- [The request]:
Reproduce each of the following records word for word, leaving out the pictures.

* Begin Data for the task *

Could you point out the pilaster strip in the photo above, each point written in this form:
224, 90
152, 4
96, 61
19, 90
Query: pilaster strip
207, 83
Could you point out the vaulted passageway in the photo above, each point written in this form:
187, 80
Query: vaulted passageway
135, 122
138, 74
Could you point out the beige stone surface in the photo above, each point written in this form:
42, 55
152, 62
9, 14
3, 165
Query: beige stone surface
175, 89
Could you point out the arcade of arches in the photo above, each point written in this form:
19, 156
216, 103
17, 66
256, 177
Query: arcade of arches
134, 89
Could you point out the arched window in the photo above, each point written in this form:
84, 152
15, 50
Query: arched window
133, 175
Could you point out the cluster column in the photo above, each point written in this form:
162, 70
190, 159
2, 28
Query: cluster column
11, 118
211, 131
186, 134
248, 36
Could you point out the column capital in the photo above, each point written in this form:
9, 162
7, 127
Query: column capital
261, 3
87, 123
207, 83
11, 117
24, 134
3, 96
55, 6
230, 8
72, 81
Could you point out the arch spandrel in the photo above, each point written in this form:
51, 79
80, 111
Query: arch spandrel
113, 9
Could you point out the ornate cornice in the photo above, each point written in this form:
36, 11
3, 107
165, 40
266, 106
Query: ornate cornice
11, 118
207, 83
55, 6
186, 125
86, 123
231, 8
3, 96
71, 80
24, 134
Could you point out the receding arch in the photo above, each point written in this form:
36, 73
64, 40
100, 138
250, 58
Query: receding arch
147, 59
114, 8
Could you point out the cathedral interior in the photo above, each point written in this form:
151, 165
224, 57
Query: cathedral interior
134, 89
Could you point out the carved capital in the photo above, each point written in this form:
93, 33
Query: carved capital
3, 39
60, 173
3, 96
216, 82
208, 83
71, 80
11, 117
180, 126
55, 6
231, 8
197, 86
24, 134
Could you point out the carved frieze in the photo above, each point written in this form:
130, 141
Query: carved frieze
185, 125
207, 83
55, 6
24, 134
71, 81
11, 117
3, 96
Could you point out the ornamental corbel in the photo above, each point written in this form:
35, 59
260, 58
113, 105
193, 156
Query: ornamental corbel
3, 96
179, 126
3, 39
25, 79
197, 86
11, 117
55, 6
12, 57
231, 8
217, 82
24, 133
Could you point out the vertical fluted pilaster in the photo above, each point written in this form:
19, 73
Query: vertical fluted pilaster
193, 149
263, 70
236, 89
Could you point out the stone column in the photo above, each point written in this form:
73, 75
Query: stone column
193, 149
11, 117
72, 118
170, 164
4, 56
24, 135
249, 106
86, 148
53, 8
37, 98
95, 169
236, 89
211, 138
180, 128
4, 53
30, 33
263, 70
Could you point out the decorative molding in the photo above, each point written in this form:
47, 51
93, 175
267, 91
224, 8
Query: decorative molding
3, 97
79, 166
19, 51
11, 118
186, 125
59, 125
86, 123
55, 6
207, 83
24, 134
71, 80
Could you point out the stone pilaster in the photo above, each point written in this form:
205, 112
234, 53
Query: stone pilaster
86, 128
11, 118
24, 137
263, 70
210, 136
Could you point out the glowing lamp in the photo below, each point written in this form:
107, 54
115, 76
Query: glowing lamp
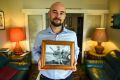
100, 35
17, 34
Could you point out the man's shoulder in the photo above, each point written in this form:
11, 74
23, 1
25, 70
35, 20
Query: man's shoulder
42, 31
71, 31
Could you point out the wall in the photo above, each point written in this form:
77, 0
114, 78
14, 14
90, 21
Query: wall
114, 7
15, 17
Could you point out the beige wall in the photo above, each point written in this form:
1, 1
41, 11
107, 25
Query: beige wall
15, 17
114, 7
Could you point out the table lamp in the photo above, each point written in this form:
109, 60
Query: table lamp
17, 34
100, 35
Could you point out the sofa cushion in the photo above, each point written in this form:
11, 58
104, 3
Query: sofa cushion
6, 73
3, 60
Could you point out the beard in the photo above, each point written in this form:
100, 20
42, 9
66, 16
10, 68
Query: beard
56, 22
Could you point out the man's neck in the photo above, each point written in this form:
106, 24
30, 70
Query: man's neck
57, 30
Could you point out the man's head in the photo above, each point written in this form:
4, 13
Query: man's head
57, 14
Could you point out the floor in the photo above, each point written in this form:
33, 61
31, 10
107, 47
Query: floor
78, 75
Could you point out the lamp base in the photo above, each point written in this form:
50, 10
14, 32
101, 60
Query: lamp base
99, 49
18, 50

* End Data for the task *

- [Reply to the exercise]:
Could you point out the pilaster strip in the photo above, each point written in this form:
224, 90
152, 4
96, 61
19, 90
Query: pilaster strip
207, 83
Could you point out the vaulted passageway in the photo above, each point written in this form:
187, 80
Query: vaulted passageway
135, 122
138, 74
Could you point out the beige stone surface in the photo above, each point written in this form:
42, 55
152, 62
9, 14
3, 165
Query: beige stone surface
175, 89
Could you point out the arcade of arches in the photo above, each point written in this form:
19, 156
216, 103
17, 66
256, 177
Query: arcade of arches
134, 89
Could you point out the arched window in the photo above, each point written in this form:
84, 152
15, 50
Query: arched window
133, 175
Could you point out the cluster column in the photo above, each point written in this form:
162, 70
190, 159
2, 28
Query: cluster column
11, 118
211, 131
186, 134
248, 36
Could you point out the column capital in the photo above, each point written in this form:
9, 162
7, 127
Query: column capital
261, 3
87, 123
207, 83
11, 117
24, 134
3, 96
55, 6
230, 8
72, 81
Could you point out the arch spandrel in the photo above, each point written in this form:
51, 79
80, 111
Query: arch spandrel
113, 9
Could you point out the ornate cornice in the photo above, each point written in this form:
36, 11
3, 107
165, 40
266, 106
Query: ornate cornice
11, 118
207, 83
55, 6
186, 125
86, 123
231, 8
3, 96
71, 80
24, 134
Could you point out the receding arch in the photo above, each point written in this form:
36, 73
64, 40
100, 138
250, 58
Query: receding arch
147, 59
114, 8
Could you point out the cathedral interior in the photo above, each point written in this form:
151, 165
224, 57
Query: cathedral interior
134, 89
Could you point out the carved capital in the photo above, each point written in this form:
93, 33
Query: carved capital
3, 39
60, 173
3, 96
216, 82
208, 83
71, 80
11, 117
180, 126
55, 6
231, 8
197, 86
24, 134
Could you point out the carved frieze in the photo above, each point written in this form:
130, 141
Query: carved frieze
185, 125
207, 83
55, 6
24, 134
71, 81
11, 117
3, 96
Could you point out the ornamental corbel in the photo above, each point written in this form:
35, 59
260, 58
113, 105
193, 156
Query: ornamental corbel
3, 96
179, 126
3, 39
25, 79
197, 86
11, 117
55, 6
12, 57
231, 8
217, 82
24, 133
Could you point out the vertical fluted pilaster in the photo above, each point written in this form:
19, 73
Query: vertical fluted pilaster
193, 149
263, 70
236, 89
Could you point out the stone column in the photo above, each point written in this form:
73, 75
Query: stone column
193, 149
11, 117
72, 118
170, 164
4, 56
24, 135
249, 106
86, 148
53, 8
37, 98
95, 169
236, 89
211, 138
180, 128
4, 53
30, 33
263, 70
Could you point out the decorative molding in the photo above, each point written in this form:
47, 51
93, 175
267, 91
224, 8
Query: decorative molding
3, 97
79, 166
19, 51
11, 118
186, 125
59, 125
86, 123
55, 6
207, 83
24, 134
71, 80
Could you point out the stone pilaster in the photo above, each point written in this form:
205, 112
234, 53
Query: stone pilaster
86, 128
11, 118
24, 137
263, 70
210, 136
Could you point out the glowing lamp in the photo below, each point written in this form:
107, 54
115, 76
Query: glowing lamp
100, 35
17, 34
Could you point out the man's shoulder in the photo above, each point written in this form:
11, 74
23, 1
25, 70
35, 20
Query: man's shoulder
42, 31
71, 31
Could you point out the wall in the photo above, each point written in this form:
77, 0
114, 78
14, 14
90, 21
Query: wall
114, 7
15, 17
Could you point out the beige wall in the photo above, each point written in this form:
1, 1
41, 11
107, 25
Query: beige wall
15, 17
114, 7
Could you point out the table lamp in the photo above, each point written in this form:
109, 60
Query: table lamp
17, 34
100, 35
Could you point out the sofa cushion in the photo above, each point written in this form:
11, 58
104, 3
Query: sofa cushion
6, 73
3, 60
Could you point out the beard in the photo above, each point written in this form:
100, 20
42, 9
66, 16
10, 68
Query: beard
56, 22
Could you point out the man's neck in the photo above, each point written in this form:
106, 24
30, 70
Query: man's neck
57, 30
Could you point out the man's head in the photo above, each point written in this form:
4, 13
Query: man's head
57, 14
Could you point out the floor in the photo above, each point written in this form:
33, 61
31, 10
107, 47
Query: floor
78, 75
Could you point out the lamp base in the photo above, each point written in this form:
50, 10
14, 32
101, 60
Query: lamp base
99, 49
18, 50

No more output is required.